╭─ Dataset records

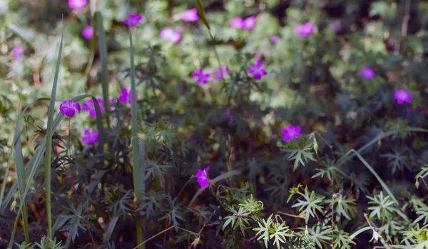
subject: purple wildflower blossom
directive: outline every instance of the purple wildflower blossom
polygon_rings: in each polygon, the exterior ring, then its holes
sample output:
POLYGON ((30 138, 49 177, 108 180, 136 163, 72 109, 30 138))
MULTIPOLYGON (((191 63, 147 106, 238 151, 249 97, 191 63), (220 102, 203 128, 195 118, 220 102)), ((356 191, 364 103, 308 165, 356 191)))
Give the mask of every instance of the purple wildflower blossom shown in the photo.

╰─

> _Exercise prompt_
Rewrite the entries above, changing every "purple wildflower blossom" to "yellow wildflower blossom" and keeping everything else the same. Omit the pictures from your version.

> _Expected output_
subject: yellow wildflower blossom
directive: outline every instance of the yellow wildflower blossom
polygon_rings: in each polygon, the exterior ring, then its holes
sample output:
POLYGON ((30 138, 49 177, 108 180, 136 163, 72 109, 30 138))
MULTIPOLYGON (((191 63, 147 106, 238 151, 249 97, 191 63), (220 102, 203 128, 195 118, 220 102)), ((356 191, 364 103, 308 165, 356 191)))
Give the mask of every instance of the yellow wildflower blossom shown in the photo.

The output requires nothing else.